Testo del documento:
* * * *
Sono stati liberati 350 sopravvissuti del raid aereo che ha colpito Tagiura, in Libia, in cui sono stati uccisi più di 50 detenuti. Non sono più intrappolati in una prigione che le metteva direttamente in pericolo". Lo ha scritto su Twitter Charlie Yaxley, portavoce dell'Alto commissariato delle Nazioni Unite per i rifugiati (Unhcr), che precisa che l'agenzia "sta fornendo la propria assistenza" ai migranti.
BREAKING: 350 survivors of the Tajoura airstrike, that killed 50+ detainees, have been freed.
— Charlie Yaxley (@yaxle) 9 luglio 2019
They're no longer trapped in a prison that put them directly in harm's way.
UNHCR is providing them with support through our urban progamme.
Prima dell'annuncio della liberazione dei detenuti un referente locale aveva reso noto che centinaia di migranti del centro avevano iniziato uno sciopero della fame. Il campo di Tagiura, che ospitava oltre 600 persone, è stato bombardato nella notte tra martedì e mercoledì scorsi: un raid nel quale sono state uccise almeno 53 persone, di nazionalità diverse. Oltre 130 erano rimaste ferite.
* * * *
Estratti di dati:
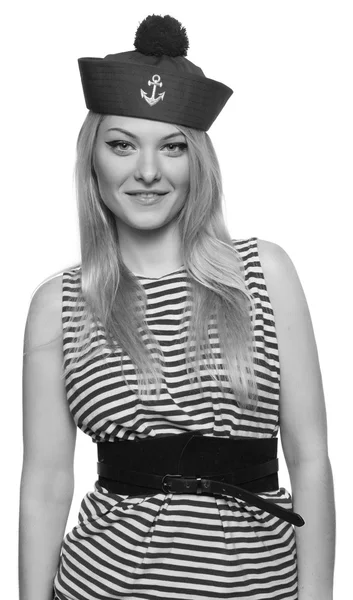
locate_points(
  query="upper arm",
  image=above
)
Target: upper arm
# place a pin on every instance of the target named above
(303, 425)
(49, 433)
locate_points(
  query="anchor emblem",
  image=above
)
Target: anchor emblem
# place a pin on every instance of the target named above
(156, 81)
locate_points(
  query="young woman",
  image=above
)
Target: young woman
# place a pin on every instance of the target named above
(179, 351)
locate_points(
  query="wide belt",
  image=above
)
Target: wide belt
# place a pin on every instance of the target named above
(193, 463)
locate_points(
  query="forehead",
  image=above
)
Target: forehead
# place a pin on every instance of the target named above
(138, 127)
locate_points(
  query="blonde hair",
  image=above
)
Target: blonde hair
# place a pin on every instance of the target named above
(111, 297)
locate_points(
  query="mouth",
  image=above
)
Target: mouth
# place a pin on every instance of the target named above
(147, 198)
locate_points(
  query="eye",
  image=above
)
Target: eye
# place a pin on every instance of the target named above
(180, 147)
(123, 145)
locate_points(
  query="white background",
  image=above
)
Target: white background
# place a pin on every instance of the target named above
(284, 141)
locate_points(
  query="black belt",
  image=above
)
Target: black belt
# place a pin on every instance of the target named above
(192, 463)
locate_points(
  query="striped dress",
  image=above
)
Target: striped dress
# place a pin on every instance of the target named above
(167, 545)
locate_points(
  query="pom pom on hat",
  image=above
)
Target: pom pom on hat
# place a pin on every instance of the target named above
(157, 36)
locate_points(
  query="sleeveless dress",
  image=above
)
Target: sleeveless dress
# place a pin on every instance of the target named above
(176, 546)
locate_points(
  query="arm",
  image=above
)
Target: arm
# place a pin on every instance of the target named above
(49, 436)
(303, 425)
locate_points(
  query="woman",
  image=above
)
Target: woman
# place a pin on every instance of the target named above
(183, 350)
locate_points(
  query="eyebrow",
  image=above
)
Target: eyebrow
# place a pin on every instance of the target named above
(135, 137)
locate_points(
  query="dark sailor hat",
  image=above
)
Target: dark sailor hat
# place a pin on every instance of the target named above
(154, 81)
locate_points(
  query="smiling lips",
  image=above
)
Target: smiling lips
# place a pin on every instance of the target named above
(147, 197)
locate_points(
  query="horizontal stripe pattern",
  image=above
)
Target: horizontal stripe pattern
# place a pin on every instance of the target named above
(175, 546)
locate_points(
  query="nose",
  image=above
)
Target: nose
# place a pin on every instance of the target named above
(147, 168)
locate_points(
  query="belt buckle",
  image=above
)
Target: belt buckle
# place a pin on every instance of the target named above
(199, 488)
(166, 491)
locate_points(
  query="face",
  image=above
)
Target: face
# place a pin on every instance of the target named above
(142, 168)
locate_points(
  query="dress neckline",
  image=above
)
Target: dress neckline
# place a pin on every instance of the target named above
(182, 268)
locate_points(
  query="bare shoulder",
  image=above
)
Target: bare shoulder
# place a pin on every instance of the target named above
(281, 276)
(44, 320)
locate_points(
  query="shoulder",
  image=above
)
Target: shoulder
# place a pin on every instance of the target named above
(281, 277)
(44, 321)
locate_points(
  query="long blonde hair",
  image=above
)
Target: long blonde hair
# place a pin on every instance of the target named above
(112, 299)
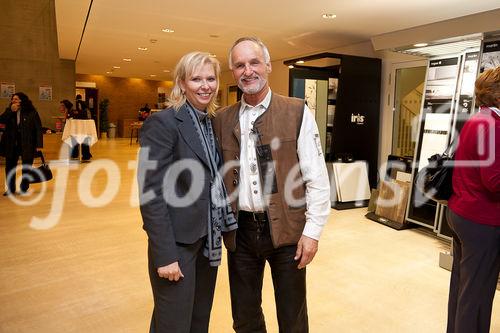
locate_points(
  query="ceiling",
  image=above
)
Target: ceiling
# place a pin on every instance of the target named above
(112, 30)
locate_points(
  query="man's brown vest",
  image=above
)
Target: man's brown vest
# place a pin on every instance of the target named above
(279, 127)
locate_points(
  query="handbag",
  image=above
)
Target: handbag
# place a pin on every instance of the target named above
(40, 174)
(435, 179)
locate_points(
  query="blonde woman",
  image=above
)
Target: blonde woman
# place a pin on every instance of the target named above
(181, 193)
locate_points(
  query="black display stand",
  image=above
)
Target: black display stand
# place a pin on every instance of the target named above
(355, 127)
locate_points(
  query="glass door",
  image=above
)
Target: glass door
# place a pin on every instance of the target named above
(408, 92)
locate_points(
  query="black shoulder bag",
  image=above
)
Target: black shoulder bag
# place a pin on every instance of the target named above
(435, 179)
(40, 174)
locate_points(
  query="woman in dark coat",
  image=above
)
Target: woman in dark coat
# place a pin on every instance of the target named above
(23, 136)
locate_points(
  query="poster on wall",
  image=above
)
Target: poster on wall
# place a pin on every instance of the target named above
(491, 55)
(466, 97)
(7, 89)
(310, 94)
(333, 84)
(45, 93)
(435, 137)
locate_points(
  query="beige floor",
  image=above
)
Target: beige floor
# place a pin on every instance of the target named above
(87, 273)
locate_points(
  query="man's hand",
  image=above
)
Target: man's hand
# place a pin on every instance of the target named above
(171, 272)
(306, 249)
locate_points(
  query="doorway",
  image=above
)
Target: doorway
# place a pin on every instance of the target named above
(407, 105)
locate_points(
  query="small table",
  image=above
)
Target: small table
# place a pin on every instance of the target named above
(136, 125)
(59, 122)
(80, 129)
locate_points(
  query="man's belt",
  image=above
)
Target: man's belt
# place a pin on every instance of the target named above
(252, 216)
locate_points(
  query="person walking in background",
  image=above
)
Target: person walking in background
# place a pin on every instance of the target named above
(273, 141)
(474, 213)
(185, 241)
(22, 137)
(81, 112)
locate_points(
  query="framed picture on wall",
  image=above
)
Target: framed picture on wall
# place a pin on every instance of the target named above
(80, 91)
(45, 93)
(7, 89)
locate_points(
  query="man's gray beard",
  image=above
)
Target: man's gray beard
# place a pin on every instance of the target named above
(251, 90)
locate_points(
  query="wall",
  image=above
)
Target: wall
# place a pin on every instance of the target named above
(126, 95)
(29, 55)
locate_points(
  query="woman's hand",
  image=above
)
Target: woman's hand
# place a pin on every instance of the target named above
(171, 272)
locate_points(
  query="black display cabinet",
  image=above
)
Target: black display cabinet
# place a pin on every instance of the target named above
(354, 132)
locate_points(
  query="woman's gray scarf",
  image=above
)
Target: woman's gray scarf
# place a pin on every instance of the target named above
(220, 214)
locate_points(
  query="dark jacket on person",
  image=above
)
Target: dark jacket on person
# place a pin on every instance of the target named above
(171, 137)
(28, 131)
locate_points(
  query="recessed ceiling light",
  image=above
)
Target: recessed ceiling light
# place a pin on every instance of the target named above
(329, 16)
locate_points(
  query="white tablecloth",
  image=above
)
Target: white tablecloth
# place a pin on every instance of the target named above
(80, 129)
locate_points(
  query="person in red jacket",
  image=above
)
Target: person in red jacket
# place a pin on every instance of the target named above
(474, 213)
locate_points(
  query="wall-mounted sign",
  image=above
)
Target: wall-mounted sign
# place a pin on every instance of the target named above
(7, 89)
(45, 93)
(491, 55)
(357, 119)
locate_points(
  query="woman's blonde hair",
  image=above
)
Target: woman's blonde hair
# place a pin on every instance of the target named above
(487, 89)
(188, 64)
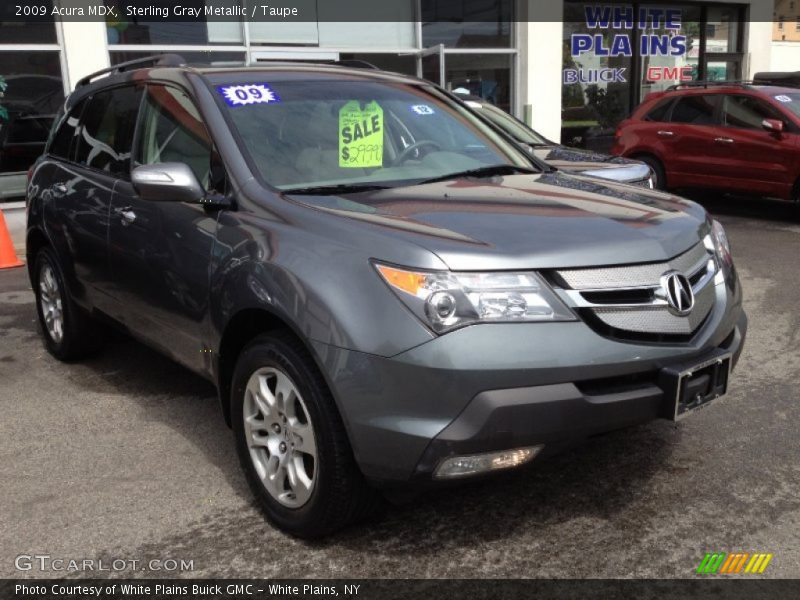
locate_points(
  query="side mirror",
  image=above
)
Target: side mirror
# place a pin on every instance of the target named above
(772, 125)
(167, 182)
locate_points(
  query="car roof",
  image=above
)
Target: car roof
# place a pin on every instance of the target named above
(173, 68)
(726, 88)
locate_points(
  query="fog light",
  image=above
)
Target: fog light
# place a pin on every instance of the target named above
(463, 466)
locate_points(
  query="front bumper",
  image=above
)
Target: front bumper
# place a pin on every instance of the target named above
(502, 386)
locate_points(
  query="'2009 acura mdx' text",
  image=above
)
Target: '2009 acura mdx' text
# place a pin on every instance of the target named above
(387, 291)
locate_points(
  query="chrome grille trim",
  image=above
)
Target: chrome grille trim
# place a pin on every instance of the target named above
(645, 311)
(634, 276)
(658, 320)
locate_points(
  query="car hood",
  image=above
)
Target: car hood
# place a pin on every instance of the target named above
(546, 220)
(574, 160)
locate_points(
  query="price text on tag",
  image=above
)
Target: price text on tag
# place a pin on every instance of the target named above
(360, 135)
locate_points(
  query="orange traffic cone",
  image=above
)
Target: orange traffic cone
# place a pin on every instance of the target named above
(8, 258)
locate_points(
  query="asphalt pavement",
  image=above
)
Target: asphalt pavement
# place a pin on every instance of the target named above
(126, 456)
* * * *
Attività da svolgere:
A – Nei paragrafi in italiano dell'articolo sul raid di Tagiura, individua tutte le indicazioni sul numero di persone coinvolte e scrivile accanto a ciò a cui si riferiscono.
B – Trasforma in un elenco puntato il paragrafo dell'articolo sul raid di Tagiura che comincia con "Prima dell'annuncio della liberazione", mantenendo i fatti principali.
C – Prosegui l'articolo sul raid di Tagiura partendo dal punto in cui si interrompe.
Questi dati hanno un'origine diversa da quella del testo.

Risposte alle attività:
A –
- 350: sopravvissuti liberati
- più di 50: detenuti uccisi (secondo il portavoce dell'Unhcr)
- centinaia: migranti del centro in sciopero della fame
- oltre 600: persone ospitate nel campo di Tagiura
- almeno 53: persone uccise nel raid
- oltre 130: feriti

B –
- Prima della liberazione, un referente locale ha reso noto che centinaia di migranti del centro avevano iniziato uno sciopero della fame.
- Il campo di Tagiura ospitava oltre 600 persone.
- È stato bombardato nella notte tra martedì e mercoledì scorsi.
- Nel raid sono state uccise almeno 53 persone di nazionalità diverse.
- Oltre 130 persone sono rimaste ferite.

C –
I migranti sopravvissuti al bombardamento del centro di detenzione - che si trova a est della capitale libica Tripoli - avevano deciso di iniziare una protesta in nome di condizioni di sicurezza più certe. Secondo le fonti, sono 365 le persone che avevano deciso di aderire allo sciopero. "Non vogliono essere trasferito in un altro centro perché temono di perdere il loro diritto di lasciare il Paese, dopo aver trascorso oltre un anno a Tajoura", spiegano le fonti locali.
Intanto, la sezione locale dell'Organizzazione mondiale della sanità rende noto che è di 1.048 morti, tra cui 106 civili, e oltre 5.500 feriti, il bilancio dell'offensiva dell'Esercito nazionale libico su Tripoli, lanciata dal maresciallo della Cirenaica Khalifa Haftar il 4 aprile scorso. "Continuiamo a inviare medici e forniture mediche per aiutare gli ospedali a far fronte alla crisi. I nostri team hanno eseguito piu' di 1.700 interventi chirurgici in 3 mesi", scrive l'organizzazione su Twitter.
L'intreccio Usa-Francia sulle armi di Haftar
Erano stati venduti alla Francia per poi finire in mano alle forze del maresciallo Khalifa Haftar in Libia: sarebbe stato questo il destino di "potenti missili americani" di cui scrive oggi il New York Times. Trattasi di quattro missili anti-carro Javelin, che costano ognuno più di 170 mila dollari, trovati il mese scorso dall'esercito del Governo riconosciuto dalle Nazioni Unite e guidato da Fayez al-Serraj in un campo dei miliziani di Haftar a Gheryan, una città a sud di Tripoli.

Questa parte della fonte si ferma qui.